### [Provided records]
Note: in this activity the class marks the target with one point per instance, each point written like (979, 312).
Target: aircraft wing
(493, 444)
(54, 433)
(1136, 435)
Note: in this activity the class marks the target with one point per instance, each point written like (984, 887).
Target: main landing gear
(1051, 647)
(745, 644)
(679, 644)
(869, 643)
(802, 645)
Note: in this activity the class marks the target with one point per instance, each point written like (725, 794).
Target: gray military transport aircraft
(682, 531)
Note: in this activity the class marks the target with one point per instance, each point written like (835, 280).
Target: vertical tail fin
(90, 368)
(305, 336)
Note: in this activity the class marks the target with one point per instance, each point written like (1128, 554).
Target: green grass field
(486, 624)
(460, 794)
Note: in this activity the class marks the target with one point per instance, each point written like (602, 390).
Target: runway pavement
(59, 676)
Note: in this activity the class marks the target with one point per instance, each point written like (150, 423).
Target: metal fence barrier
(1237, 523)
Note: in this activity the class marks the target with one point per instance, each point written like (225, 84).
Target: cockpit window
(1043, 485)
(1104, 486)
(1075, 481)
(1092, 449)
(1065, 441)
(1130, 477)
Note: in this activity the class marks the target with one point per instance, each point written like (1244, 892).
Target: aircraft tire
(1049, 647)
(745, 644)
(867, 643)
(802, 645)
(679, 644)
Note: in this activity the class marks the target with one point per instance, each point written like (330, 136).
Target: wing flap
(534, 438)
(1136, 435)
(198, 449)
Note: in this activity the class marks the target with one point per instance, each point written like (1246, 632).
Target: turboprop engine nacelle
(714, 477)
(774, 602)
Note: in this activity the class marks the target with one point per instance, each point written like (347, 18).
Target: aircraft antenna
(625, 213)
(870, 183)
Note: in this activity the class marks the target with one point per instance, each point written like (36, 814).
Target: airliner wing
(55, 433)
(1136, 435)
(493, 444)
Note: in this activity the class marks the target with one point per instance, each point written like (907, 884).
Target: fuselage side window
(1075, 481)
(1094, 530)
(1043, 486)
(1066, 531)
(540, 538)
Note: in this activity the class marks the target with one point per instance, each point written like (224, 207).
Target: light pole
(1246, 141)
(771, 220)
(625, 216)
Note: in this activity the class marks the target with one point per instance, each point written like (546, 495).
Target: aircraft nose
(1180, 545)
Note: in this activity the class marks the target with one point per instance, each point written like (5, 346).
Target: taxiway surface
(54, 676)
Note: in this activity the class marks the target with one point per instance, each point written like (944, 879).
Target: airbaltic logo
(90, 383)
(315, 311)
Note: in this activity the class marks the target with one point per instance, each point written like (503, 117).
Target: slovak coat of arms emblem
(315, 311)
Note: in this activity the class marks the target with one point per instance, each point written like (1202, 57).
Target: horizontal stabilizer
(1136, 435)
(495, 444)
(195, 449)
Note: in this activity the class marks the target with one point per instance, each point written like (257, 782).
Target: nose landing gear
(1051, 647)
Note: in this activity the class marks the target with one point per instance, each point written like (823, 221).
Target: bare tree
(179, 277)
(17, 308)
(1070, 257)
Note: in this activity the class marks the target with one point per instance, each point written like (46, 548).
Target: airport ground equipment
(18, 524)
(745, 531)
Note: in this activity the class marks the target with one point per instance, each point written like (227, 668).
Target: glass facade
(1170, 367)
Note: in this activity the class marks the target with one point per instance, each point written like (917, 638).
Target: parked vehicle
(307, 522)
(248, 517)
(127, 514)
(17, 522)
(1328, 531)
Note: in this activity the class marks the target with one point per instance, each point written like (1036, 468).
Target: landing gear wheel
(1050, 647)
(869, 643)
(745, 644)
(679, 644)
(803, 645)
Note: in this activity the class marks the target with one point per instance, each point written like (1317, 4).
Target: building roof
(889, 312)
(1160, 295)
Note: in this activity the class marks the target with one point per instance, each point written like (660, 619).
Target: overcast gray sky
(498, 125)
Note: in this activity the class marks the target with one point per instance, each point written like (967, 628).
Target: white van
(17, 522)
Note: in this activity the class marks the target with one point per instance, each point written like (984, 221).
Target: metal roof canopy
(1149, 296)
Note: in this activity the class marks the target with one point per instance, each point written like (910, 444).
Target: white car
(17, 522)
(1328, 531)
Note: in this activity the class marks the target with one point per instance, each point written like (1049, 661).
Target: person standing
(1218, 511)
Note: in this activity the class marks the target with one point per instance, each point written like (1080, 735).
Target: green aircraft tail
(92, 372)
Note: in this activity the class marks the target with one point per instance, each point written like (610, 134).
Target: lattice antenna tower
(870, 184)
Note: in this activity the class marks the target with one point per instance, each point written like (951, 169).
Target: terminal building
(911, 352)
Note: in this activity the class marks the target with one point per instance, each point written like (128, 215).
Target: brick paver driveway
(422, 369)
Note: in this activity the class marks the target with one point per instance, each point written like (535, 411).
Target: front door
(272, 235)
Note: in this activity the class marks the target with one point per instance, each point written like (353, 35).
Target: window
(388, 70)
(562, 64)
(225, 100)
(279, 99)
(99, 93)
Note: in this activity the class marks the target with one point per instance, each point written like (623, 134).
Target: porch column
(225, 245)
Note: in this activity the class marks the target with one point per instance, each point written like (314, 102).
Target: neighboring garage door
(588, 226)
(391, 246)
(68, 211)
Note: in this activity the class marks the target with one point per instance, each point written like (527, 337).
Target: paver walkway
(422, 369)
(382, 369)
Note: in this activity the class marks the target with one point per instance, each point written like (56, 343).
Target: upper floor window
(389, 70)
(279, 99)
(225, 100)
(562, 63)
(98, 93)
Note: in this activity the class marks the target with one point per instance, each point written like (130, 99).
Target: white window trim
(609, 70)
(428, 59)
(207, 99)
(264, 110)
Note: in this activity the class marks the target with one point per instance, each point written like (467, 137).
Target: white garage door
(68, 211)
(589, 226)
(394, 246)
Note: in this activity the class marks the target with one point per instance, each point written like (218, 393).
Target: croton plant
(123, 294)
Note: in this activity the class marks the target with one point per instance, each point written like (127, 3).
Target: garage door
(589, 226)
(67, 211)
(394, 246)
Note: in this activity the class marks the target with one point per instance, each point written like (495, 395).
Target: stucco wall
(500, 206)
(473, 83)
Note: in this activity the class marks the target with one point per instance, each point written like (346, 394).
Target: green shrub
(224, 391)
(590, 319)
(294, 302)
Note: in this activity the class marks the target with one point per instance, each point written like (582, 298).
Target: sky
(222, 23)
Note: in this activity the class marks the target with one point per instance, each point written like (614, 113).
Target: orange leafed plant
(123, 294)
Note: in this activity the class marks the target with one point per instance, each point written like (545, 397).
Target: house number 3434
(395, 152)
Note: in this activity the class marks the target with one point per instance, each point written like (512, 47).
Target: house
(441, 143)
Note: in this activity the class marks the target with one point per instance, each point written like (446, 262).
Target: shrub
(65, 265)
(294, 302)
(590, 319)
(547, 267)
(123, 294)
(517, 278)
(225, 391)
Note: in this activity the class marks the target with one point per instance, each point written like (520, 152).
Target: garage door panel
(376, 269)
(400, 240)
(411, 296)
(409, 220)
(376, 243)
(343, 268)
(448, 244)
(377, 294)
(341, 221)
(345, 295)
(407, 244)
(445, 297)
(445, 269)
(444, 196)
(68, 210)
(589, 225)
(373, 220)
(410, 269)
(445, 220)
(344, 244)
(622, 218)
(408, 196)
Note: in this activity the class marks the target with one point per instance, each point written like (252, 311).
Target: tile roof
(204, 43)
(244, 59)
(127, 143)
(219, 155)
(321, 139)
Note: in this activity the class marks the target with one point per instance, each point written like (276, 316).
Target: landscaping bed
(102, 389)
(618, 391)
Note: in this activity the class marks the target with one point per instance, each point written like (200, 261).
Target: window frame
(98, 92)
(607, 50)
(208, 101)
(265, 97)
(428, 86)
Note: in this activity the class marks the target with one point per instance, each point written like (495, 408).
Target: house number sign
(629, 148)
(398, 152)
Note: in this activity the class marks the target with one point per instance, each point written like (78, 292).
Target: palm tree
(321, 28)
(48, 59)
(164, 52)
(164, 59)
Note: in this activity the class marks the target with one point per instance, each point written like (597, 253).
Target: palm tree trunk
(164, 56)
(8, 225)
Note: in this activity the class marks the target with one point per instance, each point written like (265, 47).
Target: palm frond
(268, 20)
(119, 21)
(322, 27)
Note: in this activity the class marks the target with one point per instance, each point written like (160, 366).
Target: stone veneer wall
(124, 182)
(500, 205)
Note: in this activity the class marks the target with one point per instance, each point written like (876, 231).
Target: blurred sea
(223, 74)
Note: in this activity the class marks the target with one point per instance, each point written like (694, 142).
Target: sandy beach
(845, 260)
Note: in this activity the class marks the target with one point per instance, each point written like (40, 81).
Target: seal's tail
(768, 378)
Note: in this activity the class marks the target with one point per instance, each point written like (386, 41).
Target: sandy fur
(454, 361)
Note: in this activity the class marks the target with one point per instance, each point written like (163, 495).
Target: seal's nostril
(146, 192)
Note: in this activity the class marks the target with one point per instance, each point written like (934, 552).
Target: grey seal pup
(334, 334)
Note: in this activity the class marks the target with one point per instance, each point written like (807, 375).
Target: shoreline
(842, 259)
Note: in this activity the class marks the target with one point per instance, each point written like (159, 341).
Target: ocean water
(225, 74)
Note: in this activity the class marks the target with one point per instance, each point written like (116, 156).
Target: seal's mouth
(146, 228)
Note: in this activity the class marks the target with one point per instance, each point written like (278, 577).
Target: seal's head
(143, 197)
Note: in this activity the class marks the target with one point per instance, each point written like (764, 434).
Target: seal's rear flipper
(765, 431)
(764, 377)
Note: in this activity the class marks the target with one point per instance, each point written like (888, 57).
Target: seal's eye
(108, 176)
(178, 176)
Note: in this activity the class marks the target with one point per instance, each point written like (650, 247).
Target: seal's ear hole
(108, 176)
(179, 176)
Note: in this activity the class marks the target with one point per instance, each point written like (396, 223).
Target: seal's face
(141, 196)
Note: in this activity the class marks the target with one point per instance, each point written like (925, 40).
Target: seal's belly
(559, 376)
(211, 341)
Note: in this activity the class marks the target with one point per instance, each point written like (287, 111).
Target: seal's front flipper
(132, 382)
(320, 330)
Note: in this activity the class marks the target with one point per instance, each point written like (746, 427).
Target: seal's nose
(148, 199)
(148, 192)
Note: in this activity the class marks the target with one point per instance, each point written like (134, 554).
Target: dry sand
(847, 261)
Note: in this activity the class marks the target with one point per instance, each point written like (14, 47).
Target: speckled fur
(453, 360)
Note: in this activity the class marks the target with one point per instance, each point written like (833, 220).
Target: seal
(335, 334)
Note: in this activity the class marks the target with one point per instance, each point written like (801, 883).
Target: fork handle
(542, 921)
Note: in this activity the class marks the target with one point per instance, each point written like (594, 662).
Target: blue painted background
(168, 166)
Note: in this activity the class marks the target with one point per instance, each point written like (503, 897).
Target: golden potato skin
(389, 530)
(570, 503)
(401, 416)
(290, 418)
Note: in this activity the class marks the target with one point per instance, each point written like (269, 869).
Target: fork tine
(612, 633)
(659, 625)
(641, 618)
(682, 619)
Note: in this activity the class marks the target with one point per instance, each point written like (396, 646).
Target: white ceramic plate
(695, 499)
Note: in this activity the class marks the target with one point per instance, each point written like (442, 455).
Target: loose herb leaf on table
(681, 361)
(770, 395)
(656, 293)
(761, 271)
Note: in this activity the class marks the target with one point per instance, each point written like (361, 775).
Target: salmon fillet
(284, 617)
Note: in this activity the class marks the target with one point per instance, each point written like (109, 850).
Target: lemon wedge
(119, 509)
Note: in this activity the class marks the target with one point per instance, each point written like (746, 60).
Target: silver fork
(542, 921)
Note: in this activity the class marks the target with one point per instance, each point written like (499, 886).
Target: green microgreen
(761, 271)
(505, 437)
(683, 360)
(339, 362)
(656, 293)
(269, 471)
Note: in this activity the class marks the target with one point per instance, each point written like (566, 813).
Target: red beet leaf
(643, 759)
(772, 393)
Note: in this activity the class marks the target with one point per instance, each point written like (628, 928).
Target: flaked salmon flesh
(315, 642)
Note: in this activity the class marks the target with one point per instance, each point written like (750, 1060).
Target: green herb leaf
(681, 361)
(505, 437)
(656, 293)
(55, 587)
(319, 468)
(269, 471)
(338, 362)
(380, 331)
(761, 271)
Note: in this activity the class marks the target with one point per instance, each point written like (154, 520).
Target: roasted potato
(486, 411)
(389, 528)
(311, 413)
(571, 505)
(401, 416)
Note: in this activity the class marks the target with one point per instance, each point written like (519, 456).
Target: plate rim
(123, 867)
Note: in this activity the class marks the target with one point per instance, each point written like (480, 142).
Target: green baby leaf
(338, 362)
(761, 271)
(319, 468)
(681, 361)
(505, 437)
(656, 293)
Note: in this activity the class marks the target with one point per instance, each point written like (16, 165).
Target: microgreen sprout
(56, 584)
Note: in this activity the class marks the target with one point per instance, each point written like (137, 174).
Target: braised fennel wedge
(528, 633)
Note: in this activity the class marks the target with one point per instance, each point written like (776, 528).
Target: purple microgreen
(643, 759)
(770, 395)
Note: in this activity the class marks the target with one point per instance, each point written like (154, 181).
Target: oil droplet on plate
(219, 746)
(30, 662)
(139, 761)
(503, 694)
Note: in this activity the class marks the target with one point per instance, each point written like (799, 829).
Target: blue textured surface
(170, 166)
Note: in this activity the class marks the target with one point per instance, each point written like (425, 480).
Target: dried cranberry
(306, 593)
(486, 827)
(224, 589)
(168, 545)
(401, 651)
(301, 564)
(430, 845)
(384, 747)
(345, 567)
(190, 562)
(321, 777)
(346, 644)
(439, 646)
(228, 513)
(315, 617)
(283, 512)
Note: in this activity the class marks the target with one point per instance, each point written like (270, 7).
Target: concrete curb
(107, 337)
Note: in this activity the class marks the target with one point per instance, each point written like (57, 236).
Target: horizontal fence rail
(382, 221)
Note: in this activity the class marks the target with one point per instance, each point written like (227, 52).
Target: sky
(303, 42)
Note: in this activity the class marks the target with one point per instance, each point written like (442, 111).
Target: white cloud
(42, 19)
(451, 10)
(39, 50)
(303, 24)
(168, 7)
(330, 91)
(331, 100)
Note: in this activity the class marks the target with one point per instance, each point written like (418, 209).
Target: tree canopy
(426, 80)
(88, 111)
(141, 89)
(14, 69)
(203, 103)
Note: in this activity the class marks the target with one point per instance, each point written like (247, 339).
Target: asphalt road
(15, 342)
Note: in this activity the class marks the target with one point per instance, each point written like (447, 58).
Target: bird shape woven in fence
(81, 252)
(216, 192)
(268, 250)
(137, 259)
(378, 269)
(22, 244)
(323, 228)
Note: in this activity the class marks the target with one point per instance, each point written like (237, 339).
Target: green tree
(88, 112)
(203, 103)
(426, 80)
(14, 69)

### [What this task involves]
Reproduce the lines from the one containing "like (602, 390)." through the one containing "(1237, 523)", inclusive, with "runway pavement" renamed to "tarmac surface" and nothing else altered.

### [Correct response]
Note: in this activity the class marks the target with one point per instance, each point written like (602, 390).
Target: tarmac surface
(59, 676)
Note: in this activity the class marks the target with one point per instance, each point written like (150, 423).
Target: metal fence barrier
(1237, 523)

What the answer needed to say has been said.